== EXERCISE AIM ==
Render every row from the one containing "Which region contains apartment building?" through the one containing "[359,321,515,423]", both included, as a Markdown table with the columns Line No. and Row Text. Number the rows in order and leave out any blank ones.
━━━━━ EXERCISE DATA
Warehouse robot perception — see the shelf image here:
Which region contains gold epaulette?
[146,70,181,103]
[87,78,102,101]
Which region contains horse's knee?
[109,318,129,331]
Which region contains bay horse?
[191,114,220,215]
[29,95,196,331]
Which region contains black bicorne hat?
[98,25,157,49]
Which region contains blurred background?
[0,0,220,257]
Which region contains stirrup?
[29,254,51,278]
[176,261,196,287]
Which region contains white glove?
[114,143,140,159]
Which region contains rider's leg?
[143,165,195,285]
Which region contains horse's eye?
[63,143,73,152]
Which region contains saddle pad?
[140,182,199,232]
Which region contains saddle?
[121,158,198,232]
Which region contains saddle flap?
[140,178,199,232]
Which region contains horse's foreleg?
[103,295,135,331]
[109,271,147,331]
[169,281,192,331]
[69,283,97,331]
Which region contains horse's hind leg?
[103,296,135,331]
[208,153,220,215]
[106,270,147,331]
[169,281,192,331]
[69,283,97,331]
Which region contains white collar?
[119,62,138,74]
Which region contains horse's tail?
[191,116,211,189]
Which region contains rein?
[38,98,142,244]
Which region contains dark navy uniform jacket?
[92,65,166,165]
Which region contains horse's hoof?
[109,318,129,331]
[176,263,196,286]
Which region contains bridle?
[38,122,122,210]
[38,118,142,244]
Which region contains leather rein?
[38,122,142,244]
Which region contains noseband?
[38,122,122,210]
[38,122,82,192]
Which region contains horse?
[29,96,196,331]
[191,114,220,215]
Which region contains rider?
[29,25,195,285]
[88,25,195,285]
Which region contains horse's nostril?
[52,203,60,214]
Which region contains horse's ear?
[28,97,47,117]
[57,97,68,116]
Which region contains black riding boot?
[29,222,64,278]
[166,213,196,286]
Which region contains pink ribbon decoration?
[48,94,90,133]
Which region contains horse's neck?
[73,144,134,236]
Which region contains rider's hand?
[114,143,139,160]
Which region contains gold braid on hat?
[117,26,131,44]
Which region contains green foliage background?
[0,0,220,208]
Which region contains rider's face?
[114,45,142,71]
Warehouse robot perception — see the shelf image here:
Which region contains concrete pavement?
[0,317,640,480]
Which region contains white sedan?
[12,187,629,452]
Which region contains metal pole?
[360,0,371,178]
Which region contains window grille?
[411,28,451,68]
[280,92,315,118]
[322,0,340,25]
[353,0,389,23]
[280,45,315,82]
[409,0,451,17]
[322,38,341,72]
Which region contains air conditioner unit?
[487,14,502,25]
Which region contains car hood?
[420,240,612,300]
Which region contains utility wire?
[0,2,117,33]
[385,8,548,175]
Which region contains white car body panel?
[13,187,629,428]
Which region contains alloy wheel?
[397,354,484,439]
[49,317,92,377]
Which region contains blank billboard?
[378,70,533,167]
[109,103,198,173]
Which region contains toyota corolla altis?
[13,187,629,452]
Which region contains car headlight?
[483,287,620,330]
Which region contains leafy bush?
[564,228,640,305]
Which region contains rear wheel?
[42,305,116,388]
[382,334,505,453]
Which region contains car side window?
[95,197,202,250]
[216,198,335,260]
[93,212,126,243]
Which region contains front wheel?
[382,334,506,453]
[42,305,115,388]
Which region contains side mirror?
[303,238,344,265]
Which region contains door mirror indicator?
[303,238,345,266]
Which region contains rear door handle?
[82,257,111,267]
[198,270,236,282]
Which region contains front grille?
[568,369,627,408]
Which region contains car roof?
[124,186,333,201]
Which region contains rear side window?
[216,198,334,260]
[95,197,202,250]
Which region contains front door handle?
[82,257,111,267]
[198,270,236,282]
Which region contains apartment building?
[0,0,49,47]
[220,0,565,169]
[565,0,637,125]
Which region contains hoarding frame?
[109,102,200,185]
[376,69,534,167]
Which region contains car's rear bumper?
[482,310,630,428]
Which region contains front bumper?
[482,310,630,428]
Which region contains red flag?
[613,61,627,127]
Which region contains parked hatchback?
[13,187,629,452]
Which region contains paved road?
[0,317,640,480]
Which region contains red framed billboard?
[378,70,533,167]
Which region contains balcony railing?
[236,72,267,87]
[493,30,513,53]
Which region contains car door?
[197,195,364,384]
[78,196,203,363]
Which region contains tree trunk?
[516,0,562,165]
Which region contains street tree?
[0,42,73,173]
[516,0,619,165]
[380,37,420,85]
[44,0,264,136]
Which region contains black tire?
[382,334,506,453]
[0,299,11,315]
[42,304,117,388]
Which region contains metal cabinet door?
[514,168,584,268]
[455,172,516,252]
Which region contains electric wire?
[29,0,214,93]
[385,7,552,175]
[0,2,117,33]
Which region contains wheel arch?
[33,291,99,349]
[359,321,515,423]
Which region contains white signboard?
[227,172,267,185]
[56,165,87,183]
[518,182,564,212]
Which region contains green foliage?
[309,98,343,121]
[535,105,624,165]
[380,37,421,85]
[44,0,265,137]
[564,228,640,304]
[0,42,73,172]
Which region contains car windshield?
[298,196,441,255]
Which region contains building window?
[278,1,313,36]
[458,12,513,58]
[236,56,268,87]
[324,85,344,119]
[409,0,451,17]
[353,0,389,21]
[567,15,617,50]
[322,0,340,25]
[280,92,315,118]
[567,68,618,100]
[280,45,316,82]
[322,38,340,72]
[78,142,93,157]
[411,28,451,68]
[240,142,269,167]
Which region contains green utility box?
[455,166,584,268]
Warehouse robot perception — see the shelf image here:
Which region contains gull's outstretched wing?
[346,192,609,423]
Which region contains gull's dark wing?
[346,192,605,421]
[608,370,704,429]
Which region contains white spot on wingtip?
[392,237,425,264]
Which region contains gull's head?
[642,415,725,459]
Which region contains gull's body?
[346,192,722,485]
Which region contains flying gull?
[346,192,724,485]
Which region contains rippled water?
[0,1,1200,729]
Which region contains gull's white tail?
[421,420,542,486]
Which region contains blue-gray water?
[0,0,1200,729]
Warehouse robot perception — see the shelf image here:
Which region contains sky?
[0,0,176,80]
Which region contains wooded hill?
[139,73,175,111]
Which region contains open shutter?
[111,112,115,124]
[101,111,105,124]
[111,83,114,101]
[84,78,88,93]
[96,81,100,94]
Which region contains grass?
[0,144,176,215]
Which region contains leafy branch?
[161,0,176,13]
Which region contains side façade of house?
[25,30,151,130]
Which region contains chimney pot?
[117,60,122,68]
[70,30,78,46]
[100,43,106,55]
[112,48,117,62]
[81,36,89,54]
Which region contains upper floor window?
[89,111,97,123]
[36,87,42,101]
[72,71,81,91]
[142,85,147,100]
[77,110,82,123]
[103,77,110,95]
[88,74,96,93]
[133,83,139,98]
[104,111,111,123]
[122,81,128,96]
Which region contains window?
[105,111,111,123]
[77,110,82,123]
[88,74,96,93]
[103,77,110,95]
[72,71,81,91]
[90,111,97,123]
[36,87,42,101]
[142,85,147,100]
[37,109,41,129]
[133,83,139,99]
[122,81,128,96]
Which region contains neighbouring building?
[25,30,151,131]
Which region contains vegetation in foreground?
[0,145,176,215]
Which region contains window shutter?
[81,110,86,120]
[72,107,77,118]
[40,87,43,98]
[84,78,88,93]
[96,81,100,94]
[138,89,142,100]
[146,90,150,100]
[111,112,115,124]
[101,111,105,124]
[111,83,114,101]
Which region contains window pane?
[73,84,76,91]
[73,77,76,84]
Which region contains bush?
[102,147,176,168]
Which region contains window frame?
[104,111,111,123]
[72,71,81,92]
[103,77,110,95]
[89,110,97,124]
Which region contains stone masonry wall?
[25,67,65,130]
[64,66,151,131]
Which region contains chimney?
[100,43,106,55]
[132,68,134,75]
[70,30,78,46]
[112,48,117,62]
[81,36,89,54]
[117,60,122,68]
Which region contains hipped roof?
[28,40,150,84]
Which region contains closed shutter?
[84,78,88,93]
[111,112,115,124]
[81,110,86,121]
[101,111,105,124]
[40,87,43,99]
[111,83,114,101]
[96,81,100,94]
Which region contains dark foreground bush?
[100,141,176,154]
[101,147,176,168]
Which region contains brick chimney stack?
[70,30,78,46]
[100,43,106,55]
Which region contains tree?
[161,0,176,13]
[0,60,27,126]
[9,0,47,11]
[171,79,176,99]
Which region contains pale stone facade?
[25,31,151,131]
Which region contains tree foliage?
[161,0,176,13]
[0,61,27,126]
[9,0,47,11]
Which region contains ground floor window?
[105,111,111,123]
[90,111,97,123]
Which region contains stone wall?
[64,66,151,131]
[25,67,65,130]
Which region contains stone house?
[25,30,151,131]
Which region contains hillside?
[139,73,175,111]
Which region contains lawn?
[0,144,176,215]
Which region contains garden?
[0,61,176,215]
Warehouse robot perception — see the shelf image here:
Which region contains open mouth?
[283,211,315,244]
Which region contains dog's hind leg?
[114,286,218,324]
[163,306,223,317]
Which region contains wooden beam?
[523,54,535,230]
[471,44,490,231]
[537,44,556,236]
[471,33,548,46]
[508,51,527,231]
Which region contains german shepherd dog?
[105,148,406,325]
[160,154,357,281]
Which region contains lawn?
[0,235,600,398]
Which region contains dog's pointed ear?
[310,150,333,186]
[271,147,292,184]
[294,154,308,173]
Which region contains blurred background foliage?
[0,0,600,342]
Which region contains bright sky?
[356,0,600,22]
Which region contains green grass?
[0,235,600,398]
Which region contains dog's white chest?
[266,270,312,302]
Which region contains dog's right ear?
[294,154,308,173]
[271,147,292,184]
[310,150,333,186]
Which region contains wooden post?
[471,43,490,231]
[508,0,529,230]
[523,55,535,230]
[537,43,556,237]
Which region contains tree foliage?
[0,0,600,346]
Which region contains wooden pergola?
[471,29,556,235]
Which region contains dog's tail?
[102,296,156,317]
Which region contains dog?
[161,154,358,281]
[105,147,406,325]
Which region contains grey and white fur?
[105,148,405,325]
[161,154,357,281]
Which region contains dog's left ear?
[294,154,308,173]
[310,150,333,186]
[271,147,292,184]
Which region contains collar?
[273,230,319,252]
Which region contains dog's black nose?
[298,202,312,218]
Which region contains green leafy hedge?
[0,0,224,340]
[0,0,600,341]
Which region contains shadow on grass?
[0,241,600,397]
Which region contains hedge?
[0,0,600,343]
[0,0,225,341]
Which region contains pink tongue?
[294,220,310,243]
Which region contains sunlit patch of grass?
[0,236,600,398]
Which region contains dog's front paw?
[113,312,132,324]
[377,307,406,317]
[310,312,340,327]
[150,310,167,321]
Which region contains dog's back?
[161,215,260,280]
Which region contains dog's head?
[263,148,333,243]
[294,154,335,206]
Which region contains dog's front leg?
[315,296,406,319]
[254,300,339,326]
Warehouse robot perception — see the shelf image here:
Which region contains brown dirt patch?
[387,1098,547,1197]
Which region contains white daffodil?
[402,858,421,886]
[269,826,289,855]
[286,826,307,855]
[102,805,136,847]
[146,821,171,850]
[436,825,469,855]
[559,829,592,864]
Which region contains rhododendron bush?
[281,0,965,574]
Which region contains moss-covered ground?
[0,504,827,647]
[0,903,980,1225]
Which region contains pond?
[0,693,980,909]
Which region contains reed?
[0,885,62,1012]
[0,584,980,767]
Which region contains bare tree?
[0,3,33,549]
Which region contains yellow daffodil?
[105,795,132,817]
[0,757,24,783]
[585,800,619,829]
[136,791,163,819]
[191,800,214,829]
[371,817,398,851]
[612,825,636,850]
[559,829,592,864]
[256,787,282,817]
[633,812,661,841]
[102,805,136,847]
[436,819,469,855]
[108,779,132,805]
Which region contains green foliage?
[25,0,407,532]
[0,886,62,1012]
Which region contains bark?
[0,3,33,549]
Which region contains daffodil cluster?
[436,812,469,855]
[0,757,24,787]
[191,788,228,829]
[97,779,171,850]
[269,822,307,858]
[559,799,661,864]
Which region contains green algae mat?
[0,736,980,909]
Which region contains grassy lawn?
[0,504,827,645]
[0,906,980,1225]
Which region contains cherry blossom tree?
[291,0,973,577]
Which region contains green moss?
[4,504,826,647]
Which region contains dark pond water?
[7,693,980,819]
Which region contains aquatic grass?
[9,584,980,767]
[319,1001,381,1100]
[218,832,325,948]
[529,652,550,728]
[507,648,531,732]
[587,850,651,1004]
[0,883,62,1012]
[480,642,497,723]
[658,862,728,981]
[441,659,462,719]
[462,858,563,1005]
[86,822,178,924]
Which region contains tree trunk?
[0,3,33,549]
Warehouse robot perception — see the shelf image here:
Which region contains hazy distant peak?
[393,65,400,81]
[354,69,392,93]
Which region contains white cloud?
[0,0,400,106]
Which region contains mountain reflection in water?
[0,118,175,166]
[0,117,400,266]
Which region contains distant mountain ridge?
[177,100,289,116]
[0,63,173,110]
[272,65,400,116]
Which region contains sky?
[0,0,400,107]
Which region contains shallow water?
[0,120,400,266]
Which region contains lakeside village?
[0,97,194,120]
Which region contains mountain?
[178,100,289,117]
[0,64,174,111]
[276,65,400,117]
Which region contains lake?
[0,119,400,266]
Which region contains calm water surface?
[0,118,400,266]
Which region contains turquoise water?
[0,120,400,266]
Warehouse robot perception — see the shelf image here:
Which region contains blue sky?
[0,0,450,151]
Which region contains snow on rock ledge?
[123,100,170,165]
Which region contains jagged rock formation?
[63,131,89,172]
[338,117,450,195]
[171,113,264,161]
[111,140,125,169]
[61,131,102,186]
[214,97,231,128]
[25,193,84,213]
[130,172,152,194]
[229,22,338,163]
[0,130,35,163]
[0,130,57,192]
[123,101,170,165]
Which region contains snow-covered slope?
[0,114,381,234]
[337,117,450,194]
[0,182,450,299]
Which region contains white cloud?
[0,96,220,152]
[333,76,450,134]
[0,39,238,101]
━━━━━━━━━━
== TASK RESPONSE ==
| Line No. | Row Text |
|---|---|
| 1 | Which region contains apartment building? |
| 2 | [0,0,49,47] |
| 3 | [220,0,565,169] |
| 4 | [565,0,637,125] |
| 5 | Which region contains hoarding frame? |
| 6 | [109,102,200,185] |
| 7 | [376,69,534,167] |
| 8 | Which region contains car's rear bumper? |
| 9 | [482,310,630,428] |
| 10 | Which region contains front bumper? |
| 11 | [482,310,630,428] |
| 12 | Which region contains red flag? |
| 13 | [613,61,627,127] |
| 14 | Which region contains parked hatchback? |
| 15 | [13,187,629,452] |
| 16 | Which region contains paved road? |
| 17 | [0,317,640,480] |
| 18 | Which region contains red framed billboard? |
| 19 | [378,70,533,167] |
| 20 | Which region contains balcony railing? |
| 21 | [236,72,267,87] |
| 22 | [493,30,513,53] |
| 23 | Which region contains car door? |
| 24 | [197,195,364,384] |
| 25 | [78,196,203,363] |
| 26 | Which region contains tree trunk? |
| 27 | [516,0,562,165] |
| 28 | Which region contains street tree? |
| 29 | [0,42,73,173] |
| 30 | [516,0,619,165] |
| 31 | [380,37,420,85] |
| 32 | [44,0,264,136] |
| 33 | Which region contains black tire? |
| 34 | [382,334,506,453] |
| 35 | [0,299,11,315] |
| 36 | [42,304,117,388] |
| 37 | Which region contains metal cabinet door? |
| 38 | [514,168,584,268] |
| 39 | [455,172,516,252] |
| 40 | Which region contains electric wire? |
| 41 | [29,0,214,93] |
| 42 | [385,7,552,175] |
| 43 | [0,2,117,33] |
| 44 | Which region contains wheel arch? |
| 45 | [33,291,99,349] |
| 46 | [359,321,515,423] |